====== PROVIDED TEXT

MEMBER MARUSHOK: Than I would assert that everything relating to the satellite image, doesn’t matter. The Prosecutor has no further points to make, you admitted to the violation. There is a reason that we have rules and regulations that taxicab drivers are not to do pick-ups in any lanes of traffic, and I realize that some again, and I’ve been on a ride along, I realize that it’s inconvenient sometimes. There may be lots of situations where you think it would be totally reasonable to pick someone up in a lane of traffic if, for instance, there was no traffic, bet there’s a reason that that rule and regulation is in place and it’s for everyone’s safety, so for me, this is rather open and shut.
DRIVER FUNK: Your Honor I don’t believe the statute has any language in the range of prohibiting simply stopping in a lane. I haven’t read that rhetoric anywhere.
MEMBER MARUSHOK: You can’t stop in a lane, to load passengers.
DRIVER FUNK: Are you talking about a different statute because again, I don’t see that language in this one at all. It makes no mention of stopping in a lane.
CHAIRMAN MICHAELS: Can somebody look it up please?

============

### REQUIREMENT A:
Write out the entries from the line containing "find the gray head" through the line containing "(1065, 639)", including both of those lines and leaving out the pictures.
The hearing transcript and the entries that follow have no connection to each other.

====== DATA TO USE

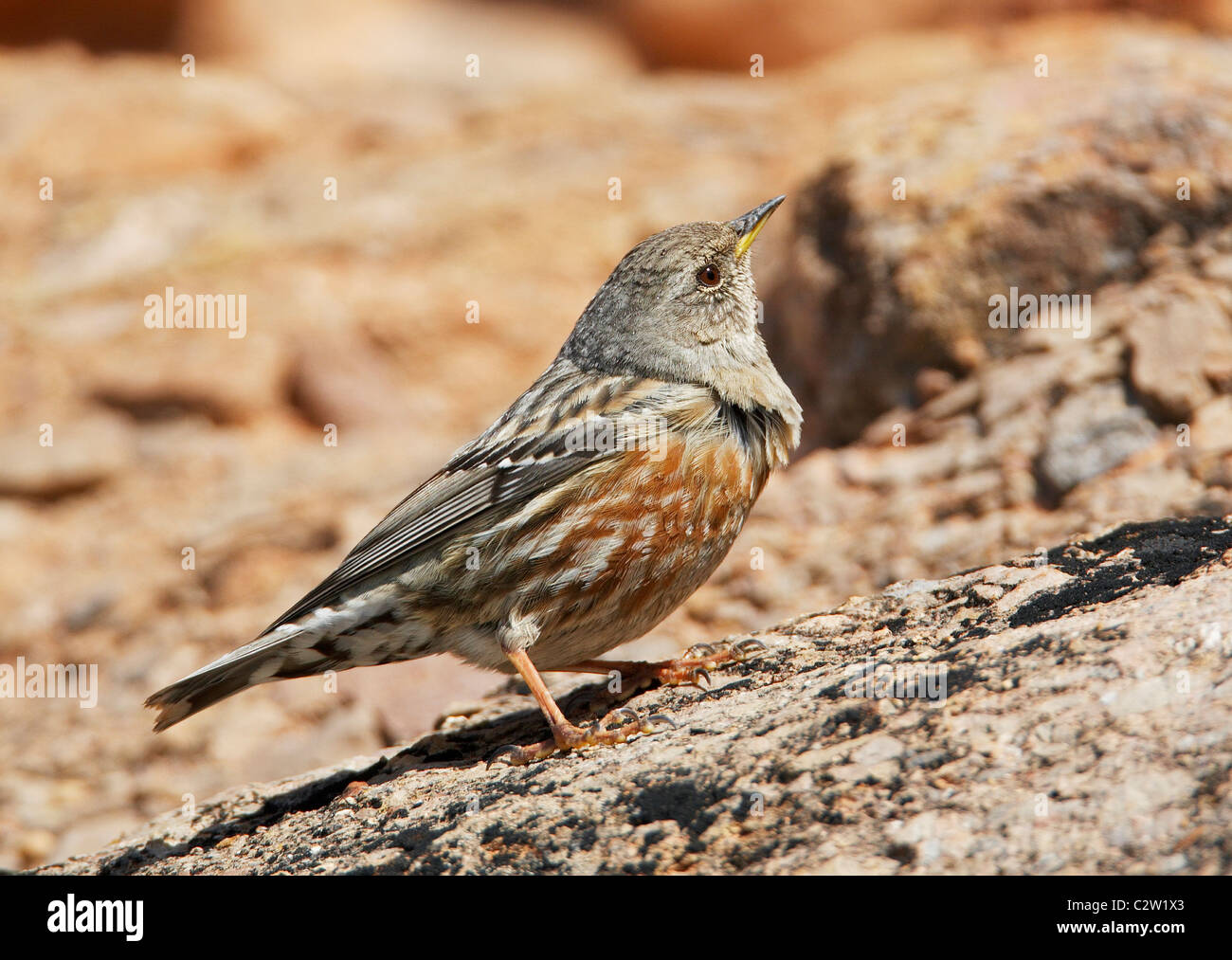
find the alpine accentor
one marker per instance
(598, 503)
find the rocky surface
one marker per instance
(937, 444)
(1072, 714)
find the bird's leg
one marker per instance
(694, 668)
(567, 735)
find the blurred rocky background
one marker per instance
(932, 158)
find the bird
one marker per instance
(600, 500)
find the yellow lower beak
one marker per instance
(750, 226)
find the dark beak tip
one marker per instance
(755, 216)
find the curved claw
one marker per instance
(626, 711)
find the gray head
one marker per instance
(681, 306)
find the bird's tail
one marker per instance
(271, 657)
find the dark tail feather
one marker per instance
(259, 661)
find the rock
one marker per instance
(1088, 434)
(1075, 193)
(1060, 734)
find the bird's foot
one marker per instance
(697, 663)
(570, 737)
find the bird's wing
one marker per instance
(531, 448)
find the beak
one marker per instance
(750, 226)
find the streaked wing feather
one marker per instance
(436, 509)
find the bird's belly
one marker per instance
(635, 542)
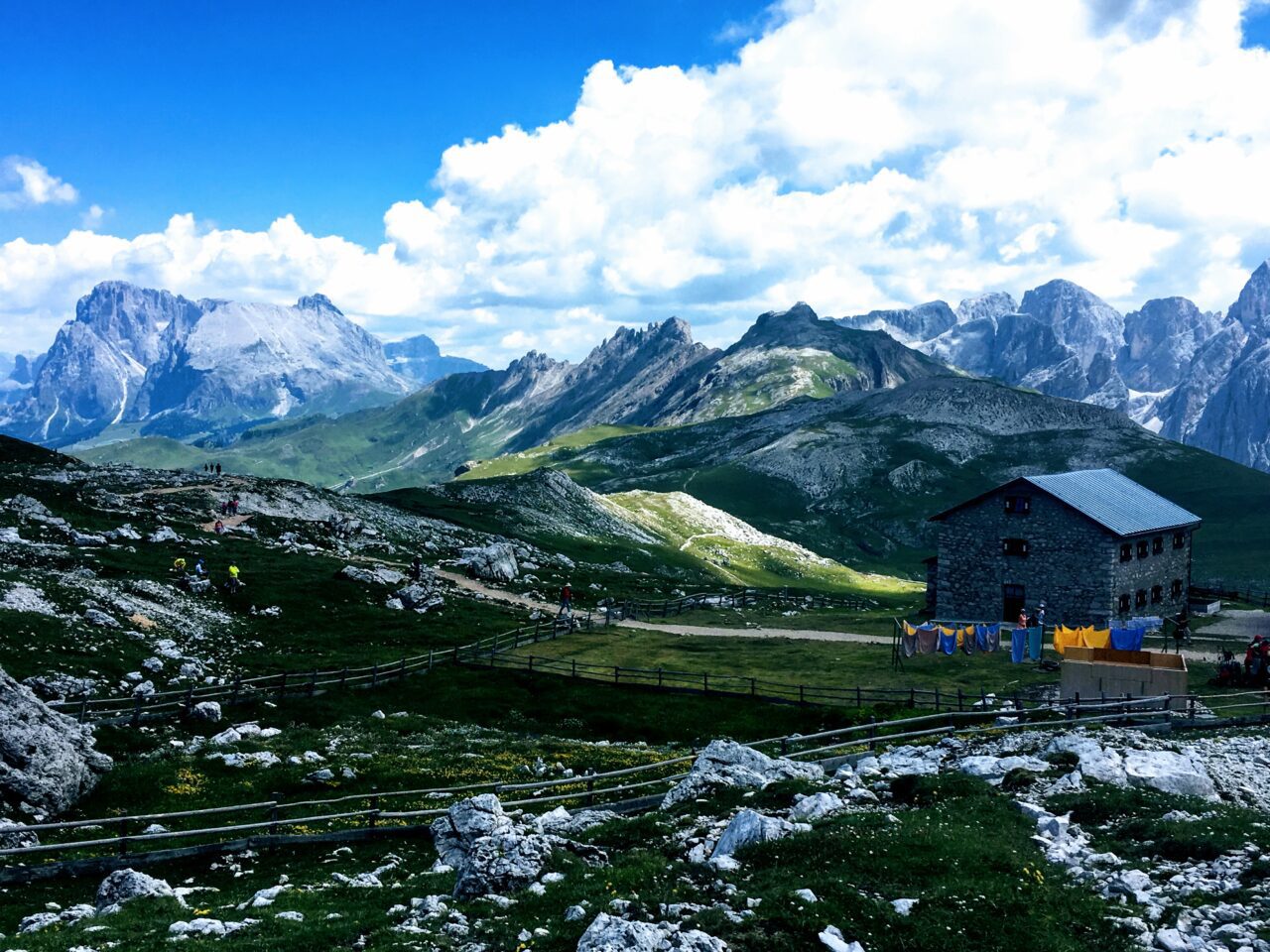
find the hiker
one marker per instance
(1252, 661)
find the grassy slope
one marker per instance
(794, 660)
(976, 879)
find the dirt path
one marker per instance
(229, 522)
(172, 490)
(795, 634)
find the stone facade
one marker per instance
(1061, 557)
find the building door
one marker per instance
(1012, 602)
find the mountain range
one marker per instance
(1202, 379)
(654, 377)
(145, 362)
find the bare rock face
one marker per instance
(725, 763)
(495, 562)
(608, 932)
(492, 853)
(48, 760)
(125, 885)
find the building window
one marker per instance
(1014, 546)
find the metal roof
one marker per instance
(1114, 500)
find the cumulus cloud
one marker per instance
(24, 181)
(856, 154)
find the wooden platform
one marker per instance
(1096, 671)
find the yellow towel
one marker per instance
(1065, 639)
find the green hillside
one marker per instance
(856, 477)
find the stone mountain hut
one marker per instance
(1092, 544)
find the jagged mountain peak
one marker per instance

============

### REQUIREMENT B:
Swap "rhetoric" for "wording" in the part of the hearing transcript that opens with the words containing "DRIVER FUNK: Your" and closes with "to load passengers.", and give that part again.

### FULL RESPONSE A:
find the gray head
one marker per instance
(681, 306)
find the bird's tail
one marker per instance
(271, 657)
find the dark tail feather
one marker per instance
(259, 661)
find the rock
one marker per instance
(1088, 434)
(1075, 193)
(1060, 734)
find the bird's foot
one marker per instance
(697, 663)
(570, 737)
find the bird's wing
one marker per instance
(531, 448)
find the beak
one marker per instance
(750, 226)
find the streaked wing feather
one marker per instance
(436, 509)
find the bird's belly
one marker per instance
(635, 542)
find the hiker
one marker per instance
(1252, 661)
find the grassy slope
one marker per instance
(794, 660)
(976, 879)
find the dirt path
one marker per instance
(229, 522)
(172, 490)
(795, 634)
find the stone facade
one marker per instance
(1061, 557)
find the building door
one marker per instance
(1012, 602)
find the mountain range
one marker per instance
(1202, 379)
(654, 377)
(145, 362)
find the bare rock face
one marker per instance
(725, 763)
(495, 562)
(608, 932)
(492, 853)
(48, 760)
(125, 885)
find the building window
one marker per instance
(1014, 546)
find the metal roof
one marker per instance
(1114, 500)
find the cumulus cloud
one marker per instance
(24, 181)
(856, 154)
find the wooden platform
one marker per instance
(1096, 671)
find the yellow towel
one marker per instance
(1065, 639)

### FULL RESPONSE B:
DRIVER FUNK: Your Honor I don’t believe the statute has any language in the range of prohibiting simply stopping in a lane. I haven’t read that wording anywhere.
MEMBER MARUSHOK: You can’t stop in a lane, to load passengers.